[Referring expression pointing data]
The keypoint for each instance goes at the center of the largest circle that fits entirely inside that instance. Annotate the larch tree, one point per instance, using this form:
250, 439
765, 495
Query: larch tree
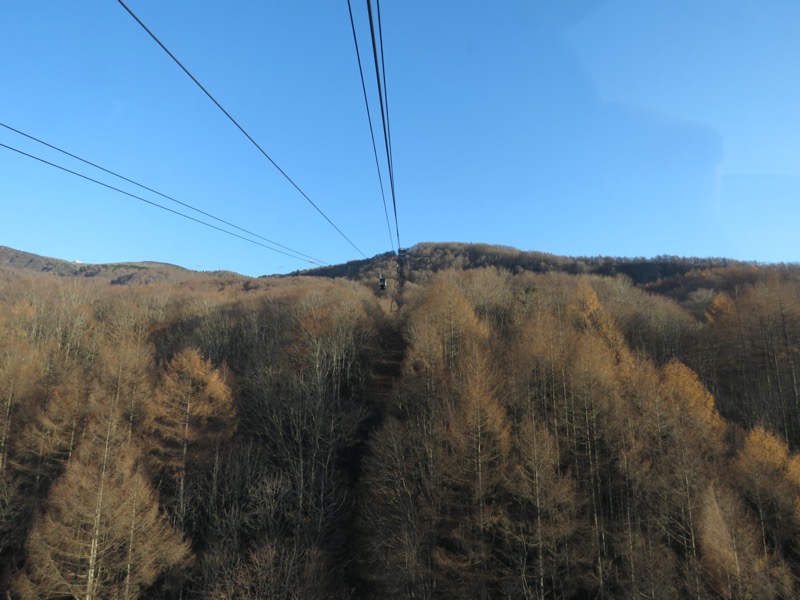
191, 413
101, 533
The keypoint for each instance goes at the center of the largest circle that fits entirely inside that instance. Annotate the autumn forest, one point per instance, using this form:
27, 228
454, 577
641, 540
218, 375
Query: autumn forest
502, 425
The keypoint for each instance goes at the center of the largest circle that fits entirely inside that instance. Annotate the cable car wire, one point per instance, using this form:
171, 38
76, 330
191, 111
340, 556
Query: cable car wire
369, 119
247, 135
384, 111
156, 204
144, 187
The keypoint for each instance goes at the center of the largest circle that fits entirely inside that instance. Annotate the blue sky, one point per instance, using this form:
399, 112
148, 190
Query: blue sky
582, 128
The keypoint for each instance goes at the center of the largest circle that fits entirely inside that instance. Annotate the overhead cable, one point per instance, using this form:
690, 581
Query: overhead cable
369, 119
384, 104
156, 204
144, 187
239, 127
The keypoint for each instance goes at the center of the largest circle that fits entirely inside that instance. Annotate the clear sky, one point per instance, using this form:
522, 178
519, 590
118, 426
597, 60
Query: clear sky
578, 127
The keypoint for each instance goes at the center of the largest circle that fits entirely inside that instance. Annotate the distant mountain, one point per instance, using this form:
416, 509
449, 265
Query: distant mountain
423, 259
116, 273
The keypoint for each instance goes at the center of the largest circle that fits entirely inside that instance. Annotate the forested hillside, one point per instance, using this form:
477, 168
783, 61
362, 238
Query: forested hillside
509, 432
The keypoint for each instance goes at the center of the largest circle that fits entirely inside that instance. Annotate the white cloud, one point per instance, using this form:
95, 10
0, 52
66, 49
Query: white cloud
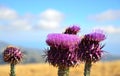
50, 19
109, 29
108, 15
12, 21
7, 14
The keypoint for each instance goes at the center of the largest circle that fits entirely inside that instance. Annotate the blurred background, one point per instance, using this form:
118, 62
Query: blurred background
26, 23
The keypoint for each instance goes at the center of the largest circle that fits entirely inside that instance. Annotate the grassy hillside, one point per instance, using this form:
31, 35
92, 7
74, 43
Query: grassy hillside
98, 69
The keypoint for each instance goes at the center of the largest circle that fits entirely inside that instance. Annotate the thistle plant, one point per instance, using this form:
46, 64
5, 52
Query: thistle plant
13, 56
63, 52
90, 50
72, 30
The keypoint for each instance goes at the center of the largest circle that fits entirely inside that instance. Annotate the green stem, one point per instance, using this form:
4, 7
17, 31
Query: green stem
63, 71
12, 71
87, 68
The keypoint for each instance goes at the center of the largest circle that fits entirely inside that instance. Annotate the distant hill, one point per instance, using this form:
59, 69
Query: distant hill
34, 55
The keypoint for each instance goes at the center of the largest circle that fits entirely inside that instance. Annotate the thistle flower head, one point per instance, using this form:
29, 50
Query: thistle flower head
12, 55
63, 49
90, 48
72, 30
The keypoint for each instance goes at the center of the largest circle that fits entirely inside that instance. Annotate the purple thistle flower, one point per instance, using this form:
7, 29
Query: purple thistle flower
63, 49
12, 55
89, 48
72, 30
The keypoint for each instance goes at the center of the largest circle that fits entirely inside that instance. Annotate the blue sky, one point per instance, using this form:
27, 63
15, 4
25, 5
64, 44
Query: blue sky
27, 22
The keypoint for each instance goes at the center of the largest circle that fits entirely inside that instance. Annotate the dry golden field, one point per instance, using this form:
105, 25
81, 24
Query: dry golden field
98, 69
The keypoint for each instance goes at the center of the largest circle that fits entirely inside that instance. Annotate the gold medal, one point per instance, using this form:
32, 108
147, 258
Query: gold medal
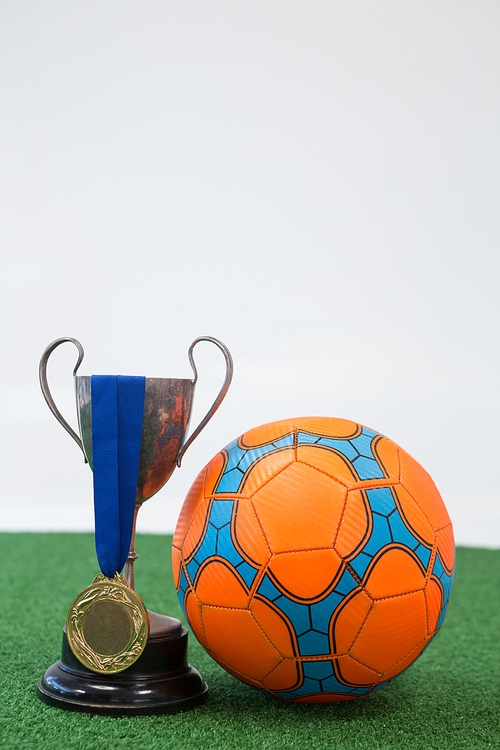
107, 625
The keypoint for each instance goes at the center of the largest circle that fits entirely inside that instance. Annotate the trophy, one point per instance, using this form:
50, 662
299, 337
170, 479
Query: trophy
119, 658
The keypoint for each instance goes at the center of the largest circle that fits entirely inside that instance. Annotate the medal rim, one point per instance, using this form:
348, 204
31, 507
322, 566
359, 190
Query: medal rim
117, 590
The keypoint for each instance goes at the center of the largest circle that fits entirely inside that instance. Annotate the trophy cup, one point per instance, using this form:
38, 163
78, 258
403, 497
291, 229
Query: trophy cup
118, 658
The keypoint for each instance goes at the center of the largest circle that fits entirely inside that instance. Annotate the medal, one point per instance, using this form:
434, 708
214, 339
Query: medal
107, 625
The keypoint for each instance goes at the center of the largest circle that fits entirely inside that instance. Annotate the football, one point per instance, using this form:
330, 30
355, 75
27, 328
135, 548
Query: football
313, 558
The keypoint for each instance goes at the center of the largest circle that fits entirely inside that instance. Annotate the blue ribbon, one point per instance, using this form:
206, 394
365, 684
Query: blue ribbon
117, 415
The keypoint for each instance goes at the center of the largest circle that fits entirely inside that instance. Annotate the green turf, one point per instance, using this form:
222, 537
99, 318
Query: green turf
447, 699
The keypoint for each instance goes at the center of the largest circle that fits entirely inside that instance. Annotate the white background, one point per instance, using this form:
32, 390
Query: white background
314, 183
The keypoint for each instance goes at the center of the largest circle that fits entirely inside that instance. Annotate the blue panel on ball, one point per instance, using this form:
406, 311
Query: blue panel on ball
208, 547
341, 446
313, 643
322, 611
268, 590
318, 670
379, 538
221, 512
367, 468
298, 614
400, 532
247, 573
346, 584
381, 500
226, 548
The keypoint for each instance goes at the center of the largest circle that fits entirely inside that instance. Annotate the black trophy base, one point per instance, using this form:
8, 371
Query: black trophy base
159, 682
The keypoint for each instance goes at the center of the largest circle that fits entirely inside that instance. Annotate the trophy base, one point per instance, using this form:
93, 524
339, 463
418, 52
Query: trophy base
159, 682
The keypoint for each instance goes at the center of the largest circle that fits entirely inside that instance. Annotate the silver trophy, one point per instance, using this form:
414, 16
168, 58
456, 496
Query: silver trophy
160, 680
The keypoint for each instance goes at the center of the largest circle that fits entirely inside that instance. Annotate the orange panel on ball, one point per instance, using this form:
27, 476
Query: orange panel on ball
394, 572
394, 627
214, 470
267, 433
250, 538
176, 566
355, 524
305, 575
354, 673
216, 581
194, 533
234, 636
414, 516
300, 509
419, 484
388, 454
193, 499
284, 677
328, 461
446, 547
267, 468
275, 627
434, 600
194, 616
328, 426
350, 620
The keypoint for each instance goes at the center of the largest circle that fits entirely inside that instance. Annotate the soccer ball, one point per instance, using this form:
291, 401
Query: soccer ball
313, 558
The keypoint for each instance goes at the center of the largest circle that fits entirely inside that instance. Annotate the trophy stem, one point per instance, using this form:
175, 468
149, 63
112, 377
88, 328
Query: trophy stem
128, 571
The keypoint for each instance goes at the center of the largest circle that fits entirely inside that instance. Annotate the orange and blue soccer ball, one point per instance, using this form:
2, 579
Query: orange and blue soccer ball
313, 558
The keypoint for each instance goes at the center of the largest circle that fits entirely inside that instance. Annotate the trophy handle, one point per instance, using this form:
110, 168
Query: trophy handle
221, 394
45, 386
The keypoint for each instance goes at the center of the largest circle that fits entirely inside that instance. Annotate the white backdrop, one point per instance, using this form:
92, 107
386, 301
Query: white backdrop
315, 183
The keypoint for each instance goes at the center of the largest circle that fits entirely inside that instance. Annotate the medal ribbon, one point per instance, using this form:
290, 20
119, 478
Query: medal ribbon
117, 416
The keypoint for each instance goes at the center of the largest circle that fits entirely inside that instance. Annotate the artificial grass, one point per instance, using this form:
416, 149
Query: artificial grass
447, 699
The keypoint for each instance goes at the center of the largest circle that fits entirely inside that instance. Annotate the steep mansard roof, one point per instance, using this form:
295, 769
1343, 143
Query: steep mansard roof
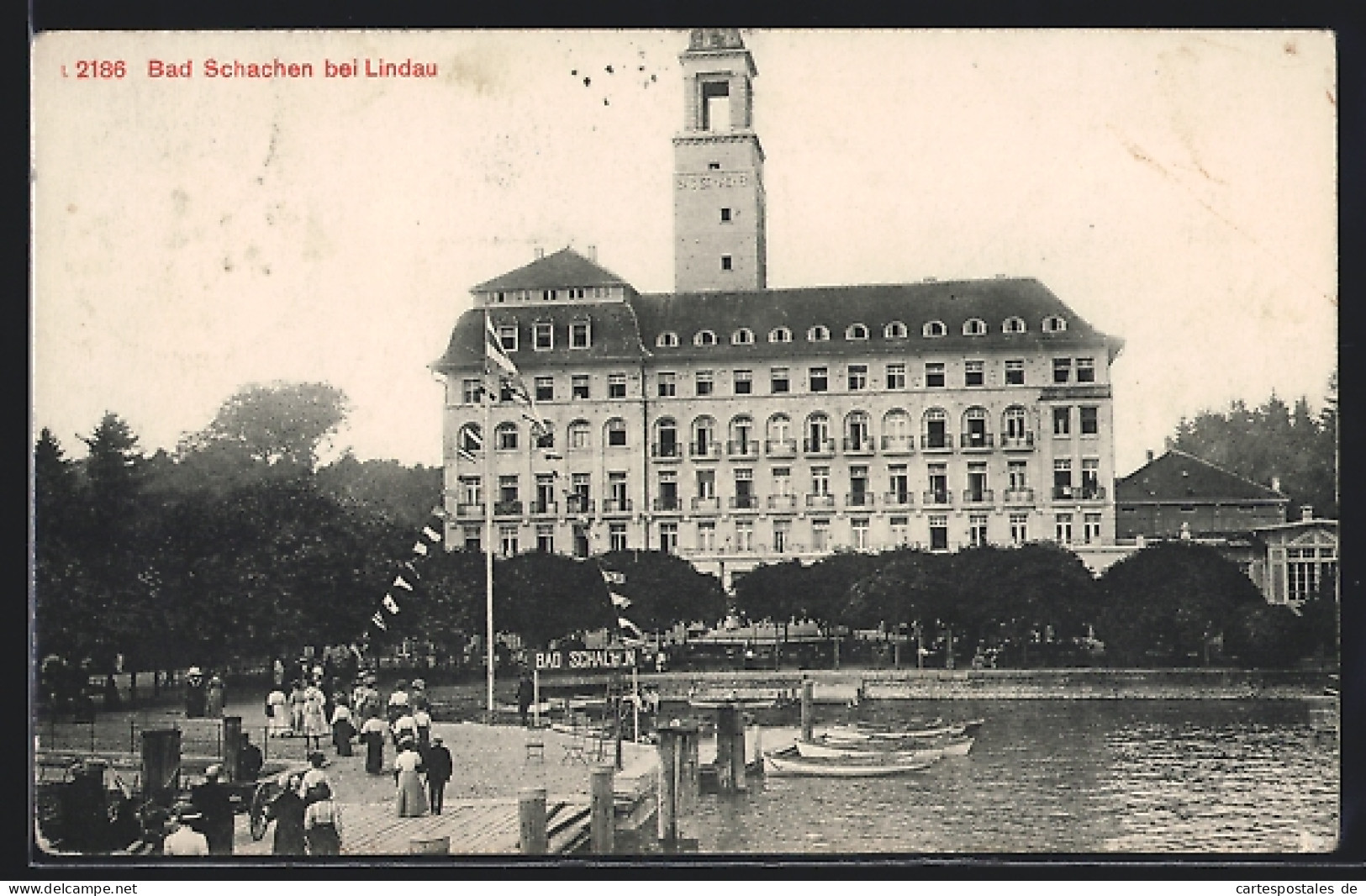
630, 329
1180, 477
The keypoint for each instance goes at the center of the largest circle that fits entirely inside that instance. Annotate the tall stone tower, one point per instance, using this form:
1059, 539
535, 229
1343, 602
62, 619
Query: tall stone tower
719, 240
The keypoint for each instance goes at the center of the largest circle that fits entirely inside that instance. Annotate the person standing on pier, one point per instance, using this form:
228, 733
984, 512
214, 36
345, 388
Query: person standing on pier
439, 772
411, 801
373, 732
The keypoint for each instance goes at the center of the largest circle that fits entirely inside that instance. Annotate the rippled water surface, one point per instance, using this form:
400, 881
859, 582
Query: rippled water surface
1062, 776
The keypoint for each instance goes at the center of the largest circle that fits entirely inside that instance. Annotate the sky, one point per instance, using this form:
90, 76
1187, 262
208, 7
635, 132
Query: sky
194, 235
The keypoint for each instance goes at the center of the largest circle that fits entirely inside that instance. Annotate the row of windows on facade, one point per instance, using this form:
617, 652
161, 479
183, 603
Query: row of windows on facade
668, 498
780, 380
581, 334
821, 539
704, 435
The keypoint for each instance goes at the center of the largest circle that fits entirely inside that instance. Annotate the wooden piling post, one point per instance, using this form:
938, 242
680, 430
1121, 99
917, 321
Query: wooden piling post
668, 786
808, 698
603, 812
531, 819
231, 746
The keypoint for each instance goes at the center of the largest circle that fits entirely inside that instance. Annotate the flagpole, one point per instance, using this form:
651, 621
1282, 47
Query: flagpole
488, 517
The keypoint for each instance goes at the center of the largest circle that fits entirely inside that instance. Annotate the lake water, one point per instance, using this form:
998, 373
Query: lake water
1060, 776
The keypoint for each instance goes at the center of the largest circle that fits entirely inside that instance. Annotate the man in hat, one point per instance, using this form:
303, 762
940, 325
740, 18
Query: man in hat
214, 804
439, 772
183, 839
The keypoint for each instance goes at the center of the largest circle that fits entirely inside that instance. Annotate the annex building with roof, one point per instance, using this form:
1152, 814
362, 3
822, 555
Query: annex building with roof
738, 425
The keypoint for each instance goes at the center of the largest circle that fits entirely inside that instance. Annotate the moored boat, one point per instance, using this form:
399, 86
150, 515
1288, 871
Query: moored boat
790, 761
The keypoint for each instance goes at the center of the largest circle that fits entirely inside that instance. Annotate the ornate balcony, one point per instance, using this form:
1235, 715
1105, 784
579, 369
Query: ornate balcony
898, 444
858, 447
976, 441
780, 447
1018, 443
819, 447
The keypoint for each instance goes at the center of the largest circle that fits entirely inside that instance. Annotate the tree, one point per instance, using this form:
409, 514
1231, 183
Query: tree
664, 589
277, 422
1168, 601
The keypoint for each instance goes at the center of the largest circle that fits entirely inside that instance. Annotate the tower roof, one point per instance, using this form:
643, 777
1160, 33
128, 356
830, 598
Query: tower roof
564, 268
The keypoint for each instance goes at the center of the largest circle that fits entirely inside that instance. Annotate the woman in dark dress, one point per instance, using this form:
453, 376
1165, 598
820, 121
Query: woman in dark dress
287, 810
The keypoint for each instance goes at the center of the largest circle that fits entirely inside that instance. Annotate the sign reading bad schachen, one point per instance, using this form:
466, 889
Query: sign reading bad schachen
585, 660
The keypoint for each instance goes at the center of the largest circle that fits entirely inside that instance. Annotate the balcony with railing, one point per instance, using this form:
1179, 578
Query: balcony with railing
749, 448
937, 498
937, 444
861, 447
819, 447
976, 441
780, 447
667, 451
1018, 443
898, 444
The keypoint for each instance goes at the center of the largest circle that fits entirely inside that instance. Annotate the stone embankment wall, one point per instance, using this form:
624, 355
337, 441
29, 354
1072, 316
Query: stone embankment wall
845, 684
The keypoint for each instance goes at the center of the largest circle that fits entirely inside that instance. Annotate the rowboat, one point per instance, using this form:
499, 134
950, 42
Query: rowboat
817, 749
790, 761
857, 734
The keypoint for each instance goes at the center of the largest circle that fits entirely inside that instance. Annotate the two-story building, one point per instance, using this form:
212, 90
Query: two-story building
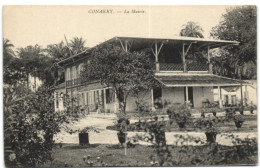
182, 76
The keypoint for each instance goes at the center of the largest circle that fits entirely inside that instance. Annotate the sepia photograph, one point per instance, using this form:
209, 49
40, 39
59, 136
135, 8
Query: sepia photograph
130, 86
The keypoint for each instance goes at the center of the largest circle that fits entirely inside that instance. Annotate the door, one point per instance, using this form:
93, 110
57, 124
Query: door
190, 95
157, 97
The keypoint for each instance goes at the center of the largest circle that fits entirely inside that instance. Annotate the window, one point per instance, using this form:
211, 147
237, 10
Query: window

WHAT YOU WILL DO – Say again, exactly, only those lines of the records that run from the start through the line with "Annotate the autumn". Pictures are to be skipped.

EXERCISE ANSWER –
The keypoint for each instance goes at the center of the largest circle that fits entirely inside that instance. Annotate the larch tree, one point per instance, using this form:
250, 439
765, 495
Query: larch tree
191, 413
101, 533
The keypoint for each instance goes at the center of the largest circle that fits entirely inside that instance. Annotate the autumn forest, one point per instance, using this form:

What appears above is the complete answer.